Document segment »
This guide covers performance optimization techniques for the S2 SDK, from batching strategies to connection pooling and memory management.
Throughput Optimization
Producer Configuration
For maximum throughput, tune the producer’s batching and backpressure settings:
use s2_sdk::producer::ProducerConfig;
use s2_sdk::batching::BatchingConfig;
use std::time::Duration;
let config = ProducerConfig::new()
.with_max_unacked_bytes(10 * 1024 * 1024)? // 10 MiB in flight
.with_batching(
BatchingConfig::new()
.with_linger(Duration::from_millis(50)) // Wait longer to batch more
.with_max_batch_records(1000)? // Max out batch size
.with_max_batch_bytes(1024 * 1024)? // Full 1 MiB batches
);
let producer = stream.producer(config);
High throughput trade-off: Larger batches and higher linger times improve throughput but add latency.
Append Session Configuration
For direct session control:
use s2_sdk::session::AppendSessionConfig;
use std::num::NonZeroU32;
let config = AppendSessionConfig::new()
.with_max_unacked_bytes(20 * 1024 * 1024)? // 20 MiB
.with_max_unacked_batches(
NonZeroU32::new(200).unwrap() // Allow 200 batches in flight
);
let session = stream.append_session(config);
Higher max_unacked_bytes allows more data in flight but uses more memory. Balance this with your available resources.

Data section »
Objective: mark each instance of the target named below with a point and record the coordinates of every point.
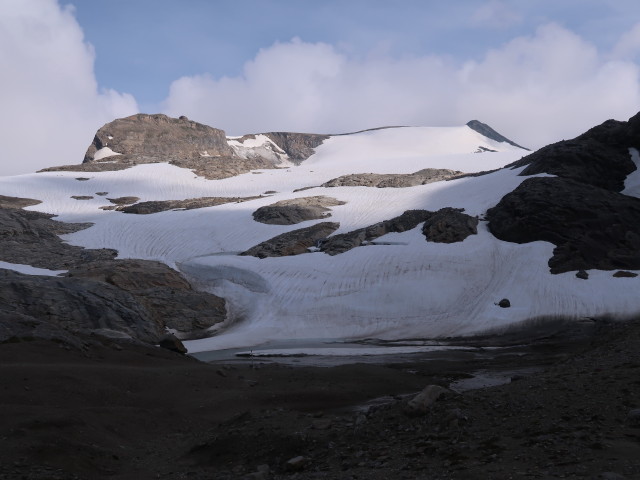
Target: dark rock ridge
(487, 131)
(144, 138)
(590, 226)
(598, 157)
(290, 212)
(447, 225)
(17, 202)
(295, 242)
(298, 146)
(580, 211)
(159, 137)
(421, 177)
(155, 206)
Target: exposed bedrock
(392, 180)
(296, 210)
(598, 157)
(31, 238)
(295, 242)
(591, 227)
(155, 206)
(298, 146)
(76, 304)
(447, 225)
(143, 138)
(160, 137)
(168, 297)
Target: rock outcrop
(31, 238)
(295, 242)
(168, 298)
(143, 138)
(155, 206)
(580, 210)
(449, 225)
(346, 241)
(290, 212)
(590, 226)
(393, 180)
(487, 131)
(157, 138)
(298, 146)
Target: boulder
(295, 242)
(449, 225)
(290, 212)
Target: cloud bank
(51, 106)
(535, 89)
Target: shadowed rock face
(31, 238)
(449, 225)
(298, 146)
(293, 243)
(290, 212)
(76, 304)
(166, 295)
(422, 177)
(590, 226)
(160, 138)
(580, 211)
(598, 157)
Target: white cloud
(536, 89)
(51, 106)
(496, 14)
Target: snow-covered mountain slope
(400, 286)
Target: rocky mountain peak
(158, 137)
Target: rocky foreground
(109, 408)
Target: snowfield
(401, 287)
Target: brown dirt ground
(122, 411)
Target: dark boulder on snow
(449, 225)
(393, 180)
(295, 242)
(290, 212)
(346, 241)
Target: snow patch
(104, 152)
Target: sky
(537, 71)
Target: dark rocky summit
(393, 180)
(295, 242)
(159, 138)
(580, 210)
(290, 212)
(144, 138)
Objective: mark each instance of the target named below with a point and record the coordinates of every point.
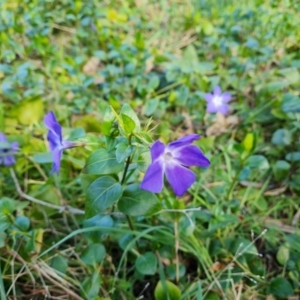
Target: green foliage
(119, 76)
(167, 290)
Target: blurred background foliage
(161, 57)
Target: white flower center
(217, 100)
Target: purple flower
(56, 142)
(6, 151)
(173, 160)
(217, 102)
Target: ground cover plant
(149, 149)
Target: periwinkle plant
(119, 165)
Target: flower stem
(128, 161)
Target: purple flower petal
(226, 97)
(157, 150)
(211, 108)
(217, 91)
(52, 124)
(2, 138)
(208, 97)
(154, 178)
(9, 160)
(14, 146)
(56, 155)
(179, 177)
(54, 140)
(223, 109)
(50, 119)
(191, 155)
(186, 140)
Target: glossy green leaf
(108, 120)
(147, 263)
(101, 162)
(94, 253)
(123, 151)
(91, 286)
(137, 202)
(129, 112)
(290, 103)
(60, 264)
(162, 290)
(22, 222)
(282, 137)
(257, 162)
(280, 287)
(281, 169)
(283, 254)
(293, 156)
(128, 123)
(101, 194)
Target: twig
(37, 201)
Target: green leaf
(43, 158)
(150, 106)
(137, 202)
(257, 162)
(91, 286)
(290, 103)
(249, 142)
(94, 253)
(281, 169)
(144, 161)
(60, 264)
(101, 221)
(108, 120)
(291, 74)
(280, 287)
(293, 156)
(101, 194)
(128, 123)
(171, 290)
(129, 112)
(22, 222)
(283, 254)
(146, 264)
(123, 151)
(282, 137)
(30, 112)
(171, 271)
(101, 162)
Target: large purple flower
(217, 101)
(172, 160)
(7, 150)
(56, 142)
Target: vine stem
(40, 202)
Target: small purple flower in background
(56, 142)
(217, 101)
(7, 150)
(173, 160)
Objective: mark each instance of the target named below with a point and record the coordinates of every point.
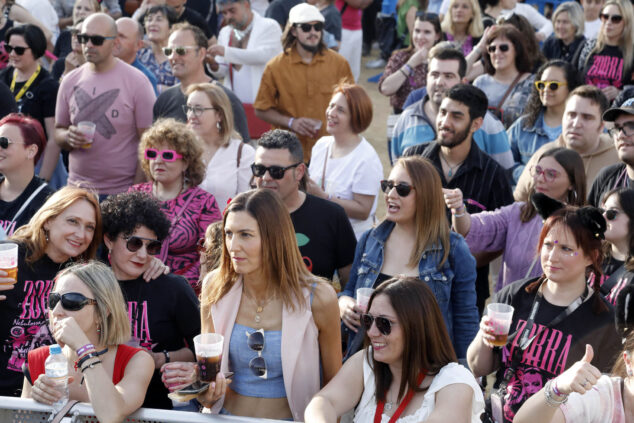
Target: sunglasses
(551, 85)
(4, 142)
(255, 341)
(307, 27)
(402, 189)
(166, 155)
(71, 301)
(134, 244)
(180, 51)
(18, 50)
(276, 172)
(503, 48)
(96, 40)
(613, 18)
(383, 324)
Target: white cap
(304, 13)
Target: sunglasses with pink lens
(166, 155)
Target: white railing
(19, 410)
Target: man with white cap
(297, 84)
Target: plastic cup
(88, 129)
(363, 298)
(501, 317)
(9, 260)
(208, 348)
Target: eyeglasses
(255, 341)
(627, 129)
(4, 142)
(402, 189)
(196, 110)
(549, 174)
(503, 48)
(383, 324)
(18, 50)
(71, 301)
(134, 244)
(276, 172)
(96, 40)
(318, 26)
(166, 155)
(180, 51)
(613, 18)
(551, 85)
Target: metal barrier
(20, 410)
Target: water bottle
(56, 368)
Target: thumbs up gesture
(581, 377)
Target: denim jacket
(453, 284)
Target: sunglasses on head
(134, 244)
(503, 48)
(402, 189)
(18, 50)
(551, 85)
(71, 301)
(166, 155)
(383, 324)
(276, 172)
(96, 40)
(318, 26)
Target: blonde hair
(34, 236)
(111, 306)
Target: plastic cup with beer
(501, 317)
(208, 348)
(9, 260)
(87, 128)
(363, 298)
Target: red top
(38, 356)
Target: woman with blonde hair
(226, 157)
(89, 321)
(171, 157)
(67, 227)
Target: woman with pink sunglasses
(171, 157)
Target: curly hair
(175, 135)
(125, 212)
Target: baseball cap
(304, 13)
(610, 115)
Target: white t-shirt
(358, 172)
(223, 178)
(451, 374)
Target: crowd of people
(186, 168)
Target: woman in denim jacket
(415, 240)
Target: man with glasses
(186, 50)
(297, 84)
(324, 234)
(619, 174)
(117, 99)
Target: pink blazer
(300, 348)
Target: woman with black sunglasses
(66, 228)
(162, 309)
(88, 320)
(415, 240)
(410, 372)
(171, 157)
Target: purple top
(502, 229)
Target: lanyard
(408, 397)
(28, 83)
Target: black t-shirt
(24, 319)
(171, 101)
(164, 316)
(554, 349)
(324, 235)
(8, 209)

Directions »
[1] Please transcribe the performance guide starting with "This guide covers" and going on through "config = ProducerConfig::new()".
[2] Answer these questions from the performance guide:
(a) What linger duration does the producer's batching configuration set?
(b) How many batches does the append session configuration allow in flight?
(c) What do larger batches and higher linger times add, according to the high throughput trade-off note?

The answers »
[1]
This guide covers performance optimization techniques for the S2 SDK, from batching strategies to connection pooling and memory management.
Throughput Optimization
Producer Configuration
For maximum throughput, tune the producer’s batching and backpressure settings:
use s2_sdk::producer::ProducerConfig;
use s2_sdk::batching::BatchingConfig;
use std::time::Duration;
let config = ProducerConfig::new()

[2]
(a) 50 milliseconds
(b) 200
(c) Latency